* Petikan yang Disediakan

6.
Wakalah Dalam Ibadah Qurban
Ibadah Qurban merupakan
salah satu ibadah yang pelaksanaannya tidak harus oleh pihak yang berkorban
(mudlahhi), tetapi boleh diwakilkan kepada pihak kedua baik perseorangan maupun
beberapa orang yang terkordinir (panitia).
ويستثنى
من ذلك الحج وذبح الأضاحى وتفرقة الزكاة (كفاية الأخيار جز اول ص : 284)
Dikecualikan dari hukum di
atas (tidak bisa diwakilkan) adalah ibadah haji, menyembelih qurban dan
membagikan zakat.
a. Wakil
Terkordinir
Panitia Qurban adalah
sekelompok orang-orang tertentu yang pada umumnya dipersiapkan oleh suatu
organisasi (ta’mir masjid, mushalla, instansi dan lain-lain) guna menerima
kepercayaan (amanat) dari pihak mudlahhi (yang berkorban) agar melaksanakan
penyembelihan hewan qurban dan membagikan dagingnya.

* Daftar Catatan
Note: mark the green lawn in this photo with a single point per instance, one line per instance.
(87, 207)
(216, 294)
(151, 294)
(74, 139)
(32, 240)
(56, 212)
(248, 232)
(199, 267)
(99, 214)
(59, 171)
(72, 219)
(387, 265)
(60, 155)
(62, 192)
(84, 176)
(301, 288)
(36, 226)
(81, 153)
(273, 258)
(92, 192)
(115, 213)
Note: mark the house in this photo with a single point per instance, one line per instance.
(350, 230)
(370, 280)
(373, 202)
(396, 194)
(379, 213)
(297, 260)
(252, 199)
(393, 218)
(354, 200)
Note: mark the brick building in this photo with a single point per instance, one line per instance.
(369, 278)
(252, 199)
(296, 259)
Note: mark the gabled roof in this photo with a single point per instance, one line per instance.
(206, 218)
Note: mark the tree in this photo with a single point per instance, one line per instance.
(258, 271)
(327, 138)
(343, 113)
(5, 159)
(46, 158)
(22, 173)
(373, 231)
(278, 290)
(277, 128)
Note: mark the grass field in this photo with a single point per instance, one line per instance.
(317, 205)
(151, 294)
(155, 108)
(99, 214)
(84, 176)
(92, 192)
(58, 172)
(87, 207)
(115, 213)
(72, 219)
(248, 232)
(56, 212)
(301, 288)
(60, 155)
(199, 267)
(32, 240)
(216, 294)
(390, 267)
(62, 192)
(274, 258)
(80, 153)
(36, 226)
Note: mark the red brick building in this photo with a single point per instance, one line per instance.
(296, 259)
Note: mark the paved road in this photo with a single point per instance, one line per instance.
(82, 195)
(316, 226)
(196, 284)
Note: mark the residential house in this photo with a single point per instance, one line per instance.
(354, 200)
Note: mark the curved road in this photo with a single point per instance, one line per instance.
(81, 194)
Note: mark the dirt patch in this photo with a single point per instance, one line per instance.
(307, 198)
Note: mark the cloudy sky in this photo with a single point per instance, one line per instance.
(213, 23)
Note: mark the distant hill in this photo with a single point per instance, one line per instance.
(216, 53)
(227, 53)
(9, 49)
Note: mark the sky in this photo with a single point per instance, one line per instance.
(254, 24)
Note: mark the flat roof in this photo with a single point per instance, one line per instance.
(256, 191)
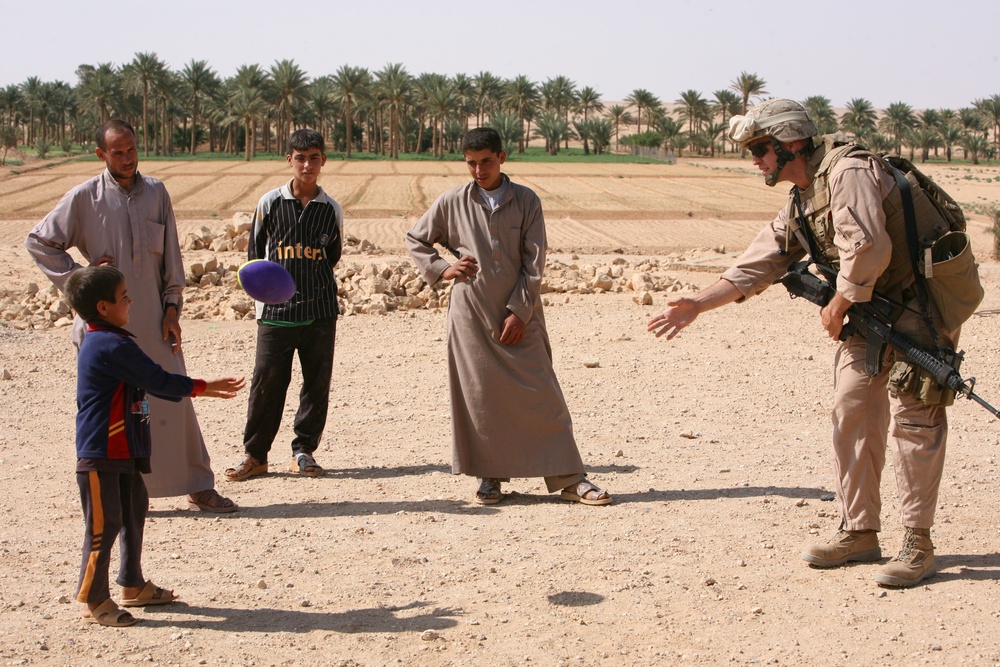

* Tugas Pengerjaan
Salinlah seluruh petikan tentang wakalah dalam ibadah qurban di atas tanpa mengubah satu bagian pun.

* Keluaran yang Diharapkan
6.
Wakalah Dalam Ibadah Qurban
Ibadah Qurban merupakan
salah satu ibadah yang pelaksanaannya tidak harus oleh pihak yang berkorban
(mudlahhi), tetapi boleh diwakilkan kepada pihak kedua baik perseorangan maupun
beberapa orang yang terkordinir (panitia).
ويستثنى
من ذلك الحج وذبح الأضاحى وتفرقة الزكاة (كفاية الأخيار جز اول ص : 284)
Dikecualikan dari hukum di
atas (tidak bisa diwakilkan) adalah ibadah haji, menyembelih qurban dan
membagikan zakat.
a. Wakil
Terkordinir
Panitia Qurban adalah
sekelompok orang-orang tertentu yang pada umumnya dipersiapkan oleh suatu
organisasi (ta’mir masjid, mushalla, instansi dan lain-lain) guna menerima
kepercayaan (amanat) dari pihak mudlahhi (yang berkorban) agar melaksanakan
penyembelihan hewan qurban dan membagikan dagingnya.